## STATED EXERCISE
Beginning at the line containing "Where can you see the drooping", output every line to the end of the data below exactly as it appears.

## TASK INPUTS
"""

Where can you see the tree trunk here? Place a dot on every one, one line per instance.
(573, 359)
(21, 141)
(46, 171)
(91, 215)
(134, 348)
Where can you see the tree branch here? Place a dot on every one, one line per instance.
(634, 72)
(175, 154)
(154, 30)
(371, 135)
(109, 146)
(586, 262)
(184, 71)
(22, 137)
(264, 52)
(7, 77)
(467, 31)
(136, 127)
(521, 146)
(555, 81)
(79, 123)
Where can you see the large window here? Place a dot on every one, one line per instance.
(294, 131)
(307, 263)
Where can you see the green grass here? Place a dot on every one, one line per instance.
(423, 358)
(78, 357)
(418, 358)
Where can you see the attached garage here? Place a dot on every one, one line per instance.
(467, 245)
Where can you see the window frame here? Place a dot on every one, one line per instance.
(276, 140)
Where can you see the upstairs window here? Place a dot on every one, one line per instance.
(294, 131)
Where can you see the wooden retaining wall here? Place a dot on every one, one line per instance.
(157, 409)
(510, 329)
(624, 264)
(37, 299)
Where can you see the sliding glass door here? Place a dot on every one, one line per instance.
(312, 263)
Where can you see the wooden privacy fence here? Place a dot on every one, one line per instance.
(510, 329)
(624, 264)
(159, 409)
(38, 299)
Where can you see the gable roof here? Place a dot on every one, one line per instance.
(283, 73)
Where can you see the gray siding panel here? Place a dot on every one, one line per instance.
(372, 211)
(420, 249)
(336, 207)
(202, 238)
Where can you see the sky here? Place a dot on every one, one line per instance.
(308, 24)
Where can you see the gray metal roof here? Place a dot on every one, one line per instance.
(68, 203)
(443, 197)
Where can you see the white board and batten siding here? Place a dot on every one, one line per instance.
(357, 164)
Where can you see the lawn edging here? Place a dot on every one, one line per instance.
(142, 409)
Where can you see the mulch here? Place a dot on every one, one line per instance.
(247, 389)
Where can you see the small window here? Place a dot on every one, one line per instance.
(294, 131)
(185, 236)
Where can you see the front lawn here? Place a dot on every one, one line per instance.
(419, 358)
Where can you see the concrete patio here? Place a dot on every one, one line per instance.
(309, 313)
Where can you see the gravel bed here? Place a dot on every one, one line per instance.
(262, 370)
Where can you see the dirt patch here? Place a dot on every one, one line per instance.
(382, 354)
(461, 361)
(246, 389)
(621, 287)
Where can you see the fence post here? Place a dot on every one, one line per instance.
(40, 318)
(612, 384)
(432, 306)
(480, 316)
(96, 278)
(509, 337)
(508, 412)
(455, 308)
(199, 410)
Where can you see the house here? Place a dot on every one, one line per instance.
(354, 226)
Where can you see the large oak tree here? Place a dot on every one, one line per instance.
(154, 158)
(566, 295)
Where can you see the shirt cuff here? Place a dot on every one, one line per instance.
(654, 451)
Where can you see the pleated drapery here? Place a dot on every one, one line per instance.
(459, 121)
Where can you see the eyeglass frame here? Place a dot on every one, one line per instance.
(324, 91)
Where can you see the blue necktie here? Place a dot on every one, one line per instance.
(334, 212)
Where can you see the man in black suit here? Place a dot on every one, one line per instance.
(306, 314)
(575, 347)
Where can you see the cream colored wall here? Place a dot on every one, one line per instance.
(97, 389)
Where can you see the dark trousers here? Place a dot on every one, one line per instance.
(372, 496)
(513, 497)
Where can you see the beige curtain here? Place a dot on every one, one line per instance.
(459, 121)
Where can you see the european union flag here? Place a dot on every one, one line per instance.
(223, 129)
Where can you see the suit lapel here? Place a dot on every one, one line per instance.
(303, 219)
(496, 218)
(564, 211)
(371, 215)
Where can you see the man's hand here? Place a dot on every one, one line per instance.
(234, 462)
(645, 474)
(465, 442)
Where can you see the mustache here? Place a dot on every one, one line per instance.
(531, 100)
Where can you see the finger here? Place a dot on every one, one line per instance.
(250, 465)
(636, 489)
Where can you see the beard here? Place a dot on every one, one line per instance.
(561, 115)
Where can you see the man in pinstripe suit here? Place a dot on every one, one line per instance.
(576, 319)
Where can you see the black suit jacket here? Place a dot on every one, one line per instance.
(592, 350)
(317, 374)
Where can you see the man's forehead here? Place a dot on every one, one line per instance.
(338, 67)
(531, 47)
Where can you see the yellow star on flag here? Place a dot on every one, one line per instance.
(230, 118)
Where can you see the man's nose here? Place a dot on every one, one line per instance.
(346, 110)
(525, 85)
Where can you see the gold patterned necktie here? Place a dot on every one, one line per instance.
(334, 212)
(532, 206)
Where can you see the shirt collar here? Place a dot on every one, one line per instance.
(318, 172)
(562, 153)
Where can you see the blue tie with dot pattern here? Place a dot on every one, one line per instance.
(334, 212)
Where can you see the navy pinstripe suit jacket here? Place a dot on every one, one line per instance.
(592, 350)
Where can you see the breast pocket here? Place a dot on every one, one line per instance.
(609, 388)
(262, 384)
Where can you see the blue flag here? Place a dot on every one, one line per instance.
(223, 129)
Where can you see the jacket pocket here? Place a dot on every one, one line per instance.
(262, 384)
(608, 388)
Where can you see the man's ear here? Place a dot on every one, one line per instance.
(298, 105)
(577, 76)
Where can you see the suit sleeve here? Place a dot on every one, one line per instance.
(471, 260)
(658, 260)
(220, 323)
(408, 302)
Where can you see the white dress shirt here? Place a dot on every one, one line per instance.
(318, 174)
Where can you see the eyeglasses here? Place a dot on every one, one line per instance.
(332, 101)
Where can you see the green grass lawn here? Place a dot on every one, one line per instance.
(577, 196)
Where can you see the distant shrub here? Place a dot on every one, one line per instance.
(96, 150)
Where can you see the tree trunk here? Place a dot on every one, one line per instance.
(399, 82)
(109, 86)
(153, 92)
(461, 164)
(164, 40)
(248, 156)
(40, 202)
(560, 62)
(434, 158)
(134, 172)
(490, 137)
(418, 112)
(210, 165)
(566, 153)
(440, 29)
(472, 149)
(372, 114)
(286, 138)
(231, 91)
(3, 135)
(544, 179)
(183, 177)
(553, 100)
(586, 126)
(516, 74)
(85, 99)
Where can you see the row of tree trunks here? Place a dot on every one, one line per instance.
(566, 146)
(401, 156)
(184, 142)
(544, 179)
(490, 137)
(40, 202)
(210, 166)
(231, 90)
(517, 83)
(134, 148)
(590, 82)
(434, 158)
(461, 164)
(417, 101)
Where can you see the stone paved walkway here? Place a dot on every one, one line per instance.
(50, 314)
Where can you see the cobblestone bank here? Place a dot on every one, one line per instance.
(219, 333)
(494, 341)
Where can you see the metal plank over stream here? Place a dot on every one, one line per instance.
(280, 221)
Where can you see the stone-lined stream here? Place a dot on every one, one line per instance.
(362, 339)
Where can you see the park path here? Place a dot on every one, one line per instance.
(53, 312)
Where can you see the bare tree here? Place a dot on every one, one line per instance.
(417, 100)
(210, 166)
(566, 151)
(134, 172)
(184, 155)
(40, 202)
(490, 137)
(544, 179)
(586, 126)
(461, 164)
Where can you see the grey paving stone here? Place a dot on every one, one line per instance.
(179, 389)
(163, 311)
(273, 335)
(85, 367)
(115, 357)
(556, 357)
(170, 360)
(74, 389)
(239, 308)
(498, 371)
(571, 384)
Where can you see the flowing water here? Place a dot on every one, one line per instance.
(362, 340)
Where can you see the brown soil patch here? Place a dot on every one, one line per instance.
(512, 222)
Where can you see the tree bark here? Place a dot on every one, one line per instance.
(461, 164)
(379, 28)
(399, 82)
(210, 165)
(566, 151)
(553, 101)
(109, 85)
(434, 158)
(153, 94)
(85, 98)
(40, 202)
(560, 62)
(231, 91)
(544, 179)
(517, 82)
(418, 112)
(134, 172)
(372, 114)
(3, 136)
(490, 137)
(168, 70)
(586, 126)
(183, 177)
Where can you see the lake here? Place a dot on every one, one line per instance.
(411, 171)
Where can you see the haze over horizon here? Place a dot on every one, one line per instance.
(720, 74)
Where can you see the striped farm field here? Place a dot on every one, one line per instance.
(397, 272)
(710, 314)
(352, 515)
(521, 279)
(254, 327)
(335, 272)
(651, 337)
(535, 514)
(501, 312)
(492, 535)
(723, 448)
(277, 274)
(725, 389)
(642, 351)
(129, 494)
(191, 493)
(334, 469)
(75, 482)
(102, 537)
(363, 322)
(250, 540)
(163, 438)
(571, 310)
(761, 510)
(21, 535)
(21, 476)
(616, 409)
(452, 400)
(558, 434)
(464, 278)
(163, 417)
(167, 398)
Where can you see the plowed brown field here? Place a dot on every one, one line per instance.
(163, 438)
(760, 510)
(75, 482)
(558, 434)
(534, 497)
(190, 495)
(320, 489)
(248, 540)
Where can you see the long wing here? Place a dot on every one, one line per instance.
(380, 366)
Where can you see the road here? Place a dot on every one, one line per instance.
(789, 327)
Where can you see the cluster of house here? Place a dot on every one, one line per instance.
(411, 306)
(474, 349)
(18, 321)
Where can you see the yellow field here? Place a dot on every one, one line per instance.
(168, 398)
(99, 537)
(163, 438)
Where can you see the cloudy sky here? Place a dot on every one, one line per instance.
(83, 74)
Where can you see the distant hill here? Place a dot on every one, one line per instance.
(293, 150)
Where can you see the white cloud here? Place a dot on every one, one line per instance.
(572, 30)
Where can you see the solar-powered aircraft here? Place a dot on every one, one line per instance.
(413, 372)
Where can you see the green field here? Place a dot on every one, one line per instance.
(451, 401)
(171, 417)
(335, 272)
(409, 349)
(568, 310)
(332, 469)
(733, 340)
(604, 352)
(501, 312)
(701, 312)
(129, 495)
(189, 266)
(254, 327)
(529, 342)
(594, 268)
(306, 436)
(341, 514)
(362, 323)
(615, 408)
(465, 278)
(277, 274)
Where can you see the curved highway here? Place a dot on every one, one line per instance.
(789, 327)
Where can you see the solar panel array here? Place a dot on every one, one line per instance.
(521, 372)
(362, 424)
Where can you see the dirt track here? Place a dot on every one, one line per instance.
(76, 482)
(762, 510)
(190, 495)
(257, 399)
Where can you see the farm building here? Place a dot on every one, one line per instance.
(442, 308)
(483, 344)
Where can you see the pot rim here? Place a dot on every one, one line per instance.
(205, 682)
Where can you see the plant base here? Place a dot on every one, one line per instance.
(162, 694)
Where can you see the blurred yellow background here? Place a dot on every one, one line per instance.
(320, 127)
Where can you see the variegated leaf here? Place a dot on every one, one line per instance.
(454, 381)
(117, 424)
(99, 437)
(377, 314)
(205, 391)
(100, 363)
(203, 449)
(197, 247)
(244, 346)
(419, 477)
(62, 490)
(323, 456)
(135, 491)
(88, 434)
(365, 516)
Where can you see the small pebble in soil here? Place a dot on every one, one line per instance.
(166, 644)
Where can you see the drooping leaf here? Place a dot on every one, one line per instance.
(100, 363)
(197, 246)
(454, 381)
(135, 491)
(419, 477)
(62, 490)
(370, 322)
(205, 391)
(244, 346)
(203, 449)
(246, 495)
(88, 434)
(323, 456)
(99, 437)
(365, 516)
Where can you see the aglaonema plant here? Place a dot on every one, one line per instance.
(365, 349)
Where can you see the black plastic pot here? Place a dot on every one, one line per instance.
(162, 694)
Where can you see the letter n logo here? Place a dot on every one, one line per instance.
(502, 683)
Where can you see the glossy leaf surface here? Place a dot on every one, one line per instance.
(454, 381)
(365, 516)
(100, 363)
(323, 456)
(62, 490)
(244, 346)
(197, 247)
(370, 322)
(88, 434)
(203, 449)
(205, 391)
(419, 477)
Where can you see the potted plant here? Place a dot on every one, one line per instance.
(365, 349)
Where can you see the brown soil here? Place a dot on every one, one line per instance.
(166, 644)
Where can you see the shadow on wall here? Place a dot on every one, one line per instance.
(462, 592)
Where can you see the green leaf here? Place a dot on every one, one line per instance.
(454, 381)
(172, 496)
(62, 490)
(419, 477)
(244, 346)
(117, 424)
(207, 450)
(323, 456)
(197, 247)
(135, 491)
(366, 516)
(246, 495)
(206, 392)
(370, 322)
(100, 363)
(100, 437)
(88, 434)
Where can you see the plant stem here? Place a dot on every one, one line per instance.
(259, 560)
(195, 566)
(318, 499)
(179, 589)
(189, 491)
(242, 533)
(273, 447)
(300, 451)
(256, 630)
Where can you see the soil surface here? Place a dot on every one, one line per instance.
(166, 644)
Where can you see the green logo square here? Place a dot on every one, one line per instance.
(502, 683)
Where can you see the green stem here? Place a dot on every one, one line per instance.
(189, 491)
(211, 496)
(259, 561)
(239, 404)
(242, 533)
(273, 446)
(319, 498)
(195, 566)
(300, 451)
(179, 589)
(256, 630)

"""

## RESPONSE
Where can you see the drooping leaf here? Place a dot on every one, one line per instance.
(100, 363)
(197, 246)
(454, 381)
(135, 491)
(419, 477)
(62, 490)
(370, 322)
(205, 391)
(244, 346)
(203, 449)
(246, 495)
(88, 434)
(323, 456)
(99, 437)
(365, 516)
Where can you see the aglaonema plant here? Place a dot on every one, one line per instance.
(365, 349)
Where can you see the black plastic pot here? Place a dot on every one, one line per instance.
(162, 694)
Where can you see the letter n logo here? Place a dot on every one, one line per instance.
(502, 683)
Where can you see the glossy leaf surface here? Place a dot on every one, one line per instance.
(454, 381)
(365, 516)
(100, 363)
(323, 456)
(62, 490)
(244, 346)
(197, 247)
(370, 322)
(88, 434)
(203, 449)
(205, 391)
(419, 477)
Where can you see the potted plant here? Place a dot on every one, one line per instance.
(365, 349)
Where can you see the brown soil here? Place a dot on every one, one line per instance.
(166, 644)
Where can you see the shadow on wall here? Place a dot on every one, one line per instance.
(462, 592)
Where can you see the green leaf here? Place a dot on every one, one line per instance.
(454, 381)
(172, 496)
(62, 490)
(419, 477)
(244, 346)
(117, 424)
(207, 450)
(323, 456)
(197, 247)
(135, 491)
(366, 516)
(246, 495)
(206, 392)
(370, 322)
(100, 363)
(100, 437)
(88, 434)
Where can you see the plant stem here? Place a dot on every one, one line per instance.
(259, 560)
(195, 566)
(318, 499)
(179, 589)
(189, 491)
(242, 533)
(273, 447)
(300, 451)
(256, 630)
Where can you see the soil surface here? Place a dot on every one, one line per instance.
(166, 644)
Where can you see the green logo square here? Place a dot on every one, one line per instance.
(502, 683)
Where can you see the green stem here? Place a dot on every one, one line per instance.
(189, 491)
(211, 496)
(259, 561)
(239, 404)
(242, 533)
(273, 446)
(319, 498)
(195, 566)
(300, 451)
(179, 589)
(256, 630)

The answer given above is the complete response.